Passage:
The Supreme Court of Washington. En Banc
Jan 2, 1975
529 P.2d 1066 (Wash. 1975)

Summary

In State v. Sodorff, 84 Wn.2d 888, 891, 529 P.2d 1066 (1975), Mr. Sodorff failed to serve the prosecuting attorney with a written notice of appeal. Mr. Sodorff had appeared pro se and contended the court should have told him to also serve the prosecuting attorney.

Summary of this case from Goldendale v. Graves

Opinion

No. 43337.

January 2, 1975.

[1] Courts of Limited Jurisdiction — Appeal — Procedure — Duty of Court. A court of limited jurisdiction is not required to volunteer information to a criminal defendant concerning the proper appellate procedure.

[2] Courts of Limited Jurisdiction — Appeal — Compliance With Rules — Notice of Appeal — Service. The absence of any effort by a criminal defendant to serve written notice of appeal upon the State within the time limits mandated by JCrR 6.01 can only be construed as a complete failure to comply and renders such an attempt fatally defective.

[See 4 Am.Jur.2d, Appeal and Error § 317.]

[3] Courts of Limited Jurisdiction — Appeal — Compliance With Rules — Necessity. The burden of complying with the mandatory appeals procedure from a judgment of a court of limited jurisdiction rests solely upon the party desiring to appeal.

Appeal from a decision of the Court of Appeals, June 11, 1974, 11 Wn. App. 420. Reversed.

The Court of Appeals reversed a judgment of the Superior Court for Walla Walla County, No. 62268, Ted Kolbaba, J., entered April 23, 1973. The respondent (State) appealed to the Supreme Court.

Prosecution for criminal trespass. The defendant appealed to the Court of Appeals from a dismissal of his appeal to the Superior Court after a conviction and sentence.

Gary E. Sodorff, pro se.

Arthur E. Eggers, Prosecuting Attorney, and Jerry A. Votendahl, Deputy, for respondent.


This is an appeal from an opinion of the Court of Appeals overruling a trial court's order which dismissed an appeal from the District Court.

Preliminarily it should be noted that Gary Sodorff appeared pro se throughout the entire case. The record and Mr. Sodorff's oral statement before us reveal that his pro se status was based upon reasons purely personal to himself rather than indigency. Therefore, his contention that the trial court erred in failing to hold a hearing to inquire into the circumstances of his pro se representation is without merit.

Defendant Sodorff was convicted of criminal trespass in District Court. He gave oral notice of appeal at that time. Thereafter, defendant filed a written notice of appeal with the District Court but failed to serve a copy thereof upon the Prosecuting Attorney. As a result, the Prosecuting Attorney moved the Superior Court for dismissal of the appeal based upon defendant's failure to comply with JCrR 6.01(b) which provides in part:

The appeal shall be taken by serving a copy of a written notice of appeal containing the address of the appellant and his attorney upon the attorney for the party in whose favor judgment was entered and by filing the original thereof . . . with the court in which the case was tried . . .

Supplied material:
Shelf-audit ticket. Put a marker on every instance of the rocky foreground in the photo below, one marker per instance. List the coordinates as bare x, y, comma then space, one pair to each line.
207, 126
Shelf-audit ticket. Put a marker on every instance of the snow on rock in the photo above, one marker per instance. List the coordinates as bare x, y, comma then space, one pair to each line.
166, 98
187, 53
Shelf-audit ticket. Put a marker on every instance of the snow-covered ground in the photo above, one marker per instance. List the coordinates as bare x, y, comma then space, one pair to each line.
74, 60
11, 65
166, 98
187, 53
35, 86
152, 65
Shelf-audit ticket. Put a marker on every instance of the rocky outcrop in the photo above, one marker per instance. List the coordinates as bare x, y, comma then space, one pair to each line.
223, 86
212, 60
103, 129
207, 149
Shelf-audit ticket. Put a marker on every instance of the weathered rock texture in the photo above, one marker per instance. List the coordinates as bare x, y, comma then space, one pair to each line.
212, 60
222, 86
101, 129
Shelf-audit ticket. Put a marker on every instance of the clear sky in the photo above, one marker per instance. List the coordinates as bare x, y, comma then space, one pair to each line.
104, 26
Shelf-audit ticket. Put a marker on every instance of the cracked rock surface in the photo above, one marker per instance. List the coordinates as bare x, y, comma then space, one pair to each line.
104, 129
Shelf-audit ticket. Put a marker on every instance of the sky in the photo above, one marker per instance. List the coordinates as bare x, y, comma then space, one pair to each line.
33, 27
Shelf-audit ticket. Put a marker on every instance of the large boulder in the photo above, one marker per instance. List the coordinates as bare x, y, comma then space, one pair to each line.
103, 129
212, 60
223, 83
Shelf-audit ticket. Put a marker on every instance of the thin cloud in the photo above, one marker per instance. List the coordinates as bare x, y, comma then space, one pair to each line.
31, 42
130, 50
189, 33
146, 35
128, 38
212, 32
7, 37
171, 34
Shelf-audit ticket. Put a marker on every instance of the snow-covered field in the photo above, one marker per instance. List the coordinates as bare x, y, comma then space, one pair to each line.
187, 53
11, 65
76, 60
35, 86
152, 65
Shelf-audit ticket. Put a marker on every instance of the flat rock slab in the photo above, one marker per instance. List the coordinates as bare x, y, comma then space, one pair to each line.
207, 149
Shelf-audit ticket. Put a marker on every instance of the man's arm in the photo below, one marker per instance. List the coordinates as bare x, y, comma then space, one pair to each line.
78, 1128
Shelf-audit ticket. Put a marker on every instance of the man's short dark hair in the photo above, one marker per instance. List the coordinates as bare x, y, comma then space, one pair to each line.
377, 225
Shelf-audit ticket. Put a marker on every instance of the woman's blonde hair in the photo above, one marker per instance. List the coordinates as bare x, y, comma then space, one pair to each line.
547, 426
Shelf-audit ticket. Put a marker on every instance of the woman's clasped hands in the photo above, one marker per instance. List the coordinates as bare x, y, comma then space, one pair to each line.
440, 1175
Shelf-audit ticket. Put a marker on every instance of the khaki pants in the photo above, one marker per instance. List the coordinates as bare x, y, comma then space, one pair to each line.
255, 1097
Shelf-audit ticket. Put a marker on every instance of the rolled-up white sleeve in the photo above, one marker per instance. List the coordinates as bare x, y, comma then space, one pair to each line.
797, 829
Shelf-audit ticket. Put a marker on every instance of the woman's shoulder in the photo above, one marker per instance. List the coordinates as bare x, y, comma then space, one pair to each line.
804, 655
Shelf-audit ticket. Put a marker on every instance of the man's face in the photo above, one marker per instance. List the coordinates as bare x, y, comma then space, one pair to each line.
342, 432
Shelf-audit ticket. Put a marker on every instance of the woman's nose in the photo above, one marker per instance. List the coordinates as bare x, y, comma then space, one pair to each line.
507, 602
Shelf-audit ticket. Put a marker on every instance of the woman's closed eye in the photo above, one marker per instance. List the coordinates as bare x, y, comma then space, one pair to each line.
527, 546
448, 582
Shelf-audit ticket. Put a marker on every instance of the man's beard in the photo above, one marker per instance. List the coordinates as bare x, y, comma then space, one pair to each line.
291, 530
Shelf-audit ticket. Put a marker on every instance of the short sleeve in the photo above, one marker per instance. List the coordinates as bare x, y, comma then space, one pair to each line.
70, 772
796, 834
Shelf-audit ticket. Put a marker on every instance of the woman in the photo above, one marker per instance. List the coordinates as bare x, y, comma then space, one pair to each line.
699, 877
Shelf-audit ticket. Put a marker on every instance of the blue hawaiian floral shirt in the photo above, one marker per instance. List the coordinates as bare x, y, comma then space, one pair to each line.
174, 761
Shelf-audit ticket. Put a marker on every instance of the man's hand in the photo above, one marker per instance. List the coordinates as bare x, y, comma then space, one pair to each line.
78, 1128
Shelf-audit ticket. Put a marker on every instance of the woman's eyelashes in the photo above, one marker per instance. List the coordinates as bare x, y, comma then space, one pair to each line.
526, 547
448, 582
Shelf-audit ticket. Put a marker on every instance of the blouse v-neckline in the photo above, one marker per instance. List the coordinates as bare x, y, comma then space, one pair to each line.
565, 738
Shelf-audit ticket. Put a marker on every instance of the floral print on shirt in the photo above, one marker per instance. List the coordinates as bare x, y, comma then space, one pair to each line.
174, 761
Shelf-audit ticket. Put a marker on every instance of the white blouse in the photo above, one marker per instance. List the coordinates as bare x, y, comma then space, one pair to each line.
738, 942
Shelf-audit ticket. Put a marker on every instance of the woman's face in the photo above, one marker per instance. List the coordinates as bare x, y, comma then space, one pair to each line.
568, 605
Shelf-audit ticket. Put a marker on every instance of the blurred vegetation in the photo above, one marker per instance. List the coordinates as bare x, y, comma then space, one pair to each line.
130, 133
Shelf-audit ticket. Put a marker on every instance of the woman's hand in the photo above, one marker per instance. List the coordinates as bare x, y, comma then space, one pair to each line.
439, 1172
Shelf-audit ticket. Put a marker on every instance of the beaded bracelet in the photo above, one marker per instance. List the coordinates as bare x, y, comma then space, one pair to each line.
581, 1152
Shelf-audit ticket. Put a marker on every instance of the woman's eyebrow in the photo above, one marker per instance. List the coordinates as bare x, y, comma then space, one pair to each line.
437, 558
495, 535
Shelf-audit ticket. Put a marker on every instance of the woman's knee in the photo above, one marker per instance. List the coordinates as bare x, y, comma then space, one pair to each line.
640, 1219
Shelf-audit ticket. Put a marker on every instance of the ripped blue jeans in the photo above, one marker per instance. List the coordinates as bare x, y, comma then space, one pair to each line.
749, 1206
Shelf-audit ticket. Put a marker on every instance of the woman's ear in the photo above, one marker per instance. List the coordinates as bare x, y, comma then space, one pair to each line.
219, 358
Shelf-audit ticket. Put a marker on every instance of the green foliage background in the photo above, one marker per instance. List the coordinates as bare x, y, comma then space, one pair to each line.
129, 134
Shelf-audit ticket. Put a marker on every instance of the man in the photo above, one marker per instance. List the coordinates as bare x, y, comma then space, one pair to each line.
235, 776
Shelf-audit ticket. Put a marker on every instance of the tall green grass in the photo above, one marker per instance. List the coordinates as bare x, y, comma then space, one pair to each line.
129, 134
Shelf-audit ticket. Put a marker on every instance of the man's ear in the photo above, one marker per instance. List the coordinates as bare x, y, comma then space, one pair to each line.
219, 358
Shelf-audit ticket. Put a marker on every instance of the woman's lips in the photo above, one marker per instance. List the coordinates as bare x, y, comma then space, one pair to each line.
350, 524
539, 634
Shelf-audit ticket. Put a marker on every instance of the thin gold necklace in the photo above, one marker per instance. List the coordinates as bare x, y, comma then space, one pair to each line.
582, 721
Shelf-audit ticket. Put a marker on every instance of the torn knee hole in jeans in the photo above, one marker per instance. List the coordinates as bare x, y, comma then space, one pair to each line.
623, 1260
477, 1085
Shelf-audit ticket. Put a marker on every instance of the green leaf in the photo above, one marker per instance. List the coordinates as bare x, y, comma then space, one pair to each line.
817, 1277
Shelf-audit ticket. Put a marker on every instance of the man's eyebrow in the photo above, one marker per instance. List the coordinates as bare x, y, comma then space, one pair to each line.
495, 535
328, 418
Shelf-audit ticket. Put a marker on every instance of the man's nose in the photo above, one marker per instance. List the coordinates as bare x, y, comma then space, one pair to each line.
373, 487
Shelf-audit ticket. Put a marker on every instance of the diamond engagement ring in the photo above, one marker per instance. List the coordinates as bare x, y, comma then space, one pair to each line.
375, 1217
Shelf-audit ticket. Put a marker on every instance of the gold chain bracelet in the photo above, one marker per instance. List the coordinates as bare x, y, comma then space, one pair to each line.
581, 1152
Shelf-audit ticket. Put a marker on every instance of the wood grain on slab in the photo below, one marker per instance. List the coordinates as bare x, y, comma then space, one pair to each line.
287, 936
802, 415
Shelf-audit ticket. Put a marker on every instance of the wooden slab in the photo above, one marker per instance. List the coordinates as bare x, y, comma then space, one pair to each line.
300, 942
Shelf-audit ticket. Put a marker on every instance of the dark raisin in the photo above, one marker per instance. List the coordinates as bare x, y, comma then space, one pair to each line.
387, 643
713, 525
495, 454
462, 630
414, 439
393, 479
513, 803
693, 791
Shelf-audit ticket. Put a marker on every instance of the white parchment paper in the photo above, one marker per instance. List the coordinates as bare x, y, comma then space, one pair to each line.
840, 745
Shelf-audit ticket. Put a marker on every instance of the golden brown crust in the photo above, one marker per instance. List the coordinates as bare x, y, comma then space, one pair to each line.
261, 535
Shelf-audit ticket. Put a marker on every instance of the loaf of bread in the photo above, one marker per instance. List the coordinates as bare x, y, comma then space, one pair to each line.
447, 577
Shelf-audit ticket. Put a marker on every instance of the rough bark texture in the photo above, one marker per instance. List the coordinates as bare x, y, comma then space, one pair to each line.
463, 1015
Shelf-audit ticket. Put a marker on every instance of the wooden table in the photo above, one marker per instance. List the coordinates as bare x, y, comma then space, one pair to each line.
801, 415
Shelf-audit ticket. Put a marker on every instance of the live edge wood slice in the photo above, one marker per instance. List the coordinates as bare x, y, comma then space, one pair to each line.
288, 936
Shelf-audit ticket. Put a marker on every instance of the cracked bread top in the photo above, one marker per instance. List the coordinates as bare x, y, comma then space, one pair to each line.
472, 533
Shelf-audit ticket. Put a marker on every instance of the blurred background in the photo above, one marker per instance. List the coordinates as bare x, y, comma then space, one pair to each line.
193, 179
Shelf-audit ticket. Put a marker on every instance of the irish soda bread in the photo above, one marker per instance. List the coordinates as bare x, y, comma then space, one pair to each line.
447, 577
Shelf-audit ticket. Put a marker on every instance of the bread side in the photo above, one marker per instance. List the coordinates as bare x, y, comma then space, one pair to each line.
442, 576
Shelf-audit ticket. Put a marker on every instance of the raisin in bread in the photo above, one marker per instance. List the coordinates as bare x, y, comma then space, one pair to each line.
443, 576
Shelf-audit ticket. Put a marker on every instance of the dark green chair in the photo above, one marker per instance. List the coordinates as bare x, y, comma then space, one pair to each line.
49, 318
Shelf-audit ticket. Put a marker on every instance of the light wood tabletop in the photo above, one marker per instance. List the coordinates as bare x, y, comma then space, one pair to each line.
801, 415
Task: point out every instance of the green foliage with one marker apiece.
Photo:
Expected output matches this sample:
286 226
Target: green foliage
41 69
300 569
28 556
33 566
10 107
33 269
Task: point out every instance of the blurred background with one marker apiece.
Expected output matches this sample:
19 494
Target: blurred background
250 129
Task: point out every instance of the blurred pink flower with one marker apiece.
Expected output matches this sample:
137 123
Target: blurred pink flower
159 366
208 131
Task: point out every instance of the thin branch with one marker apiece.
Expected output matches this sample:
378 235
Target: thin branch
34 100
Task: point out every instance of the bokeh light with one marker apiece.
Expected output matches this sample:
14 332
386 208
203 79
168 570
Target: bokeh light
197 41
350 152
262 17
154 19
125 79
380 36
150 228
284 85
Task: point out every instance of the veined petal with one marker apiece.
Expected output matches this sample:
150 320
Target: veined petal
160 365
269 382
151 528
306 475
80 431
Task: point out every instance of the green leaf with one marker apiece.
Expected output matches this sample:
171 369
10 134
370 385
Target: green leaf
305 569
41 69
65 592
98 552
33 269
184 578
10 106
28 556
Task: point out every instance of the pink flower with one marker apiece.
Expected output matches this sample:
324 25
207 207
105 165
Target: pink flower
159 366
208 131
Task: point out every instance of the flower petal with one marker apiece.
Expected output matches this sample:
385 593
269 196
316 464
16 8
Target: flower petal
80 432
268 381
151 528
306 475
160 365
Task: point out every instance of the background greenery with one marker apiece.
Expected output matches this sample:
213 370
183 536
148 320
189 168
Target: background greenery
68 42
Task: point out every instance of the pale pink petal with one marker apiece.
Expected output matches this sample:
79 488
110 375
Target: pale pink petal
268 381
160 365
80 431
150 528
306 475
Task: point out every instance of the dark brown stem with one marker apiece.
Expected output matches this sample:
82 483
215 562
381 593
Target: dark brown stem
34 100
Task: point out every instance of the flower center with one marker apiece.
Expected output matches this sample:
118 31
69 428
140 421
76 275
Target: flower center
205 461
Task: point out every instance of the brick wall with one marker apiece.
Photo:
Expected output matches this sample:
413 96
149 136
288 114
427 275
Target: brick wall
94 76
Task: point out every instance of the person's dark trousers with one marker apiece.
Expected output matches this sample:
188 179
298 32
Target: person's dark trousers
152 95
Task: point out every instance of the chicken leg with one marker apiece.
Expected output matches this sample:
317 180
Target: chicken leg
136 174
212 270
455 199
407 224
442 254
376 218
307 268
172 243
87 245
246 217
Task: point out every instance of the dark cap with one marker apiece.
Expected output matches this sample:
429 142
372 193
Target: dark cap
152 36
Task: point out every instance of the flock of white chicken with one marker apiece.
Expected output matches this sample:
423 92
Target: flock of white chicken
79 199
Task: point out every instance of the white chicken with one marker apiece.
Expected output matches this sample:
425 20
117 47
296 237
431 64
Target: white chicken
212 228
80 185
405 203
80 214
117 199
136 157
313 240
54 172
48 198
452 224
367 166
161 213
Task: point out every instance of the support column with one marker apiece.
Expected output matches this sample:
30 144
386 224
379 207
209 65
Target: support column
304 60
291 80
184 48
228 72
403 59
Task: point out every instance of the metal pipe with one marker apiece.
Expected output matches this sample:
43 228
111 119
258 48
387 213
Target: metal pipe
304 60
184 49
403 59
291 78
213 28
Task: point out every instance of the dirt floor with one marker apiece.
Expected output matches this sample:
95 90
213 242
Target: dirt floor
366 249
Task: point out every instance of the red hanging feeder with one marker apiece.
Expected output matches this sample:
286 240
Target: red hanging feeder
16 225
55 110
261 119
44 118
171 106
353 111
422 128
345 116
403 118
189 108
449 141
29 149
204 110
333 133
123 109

Request A:
Please repeat the court opinion word for word between "[See 4 Am.Jur.2d, Appeal" and "desiring to appeal.", inclusive.
Request B:
Tally the lines in the records that contain the string "pipe", matching case, and reply with the number only.
The court opinion and the records are unrelated to each other.

Complete output A:
[See 4 Am.Jur.2d, Appeal and Error § 317.]

[3] Courts of Limited Jurisdiction — Appeal — Compliance With Rules — Necessity. The burden of complying with the mandatory appeals procedure from a judgment of a court of limited jurisdiction rests solely upon the party desiring to appeal.

Complete output B:
2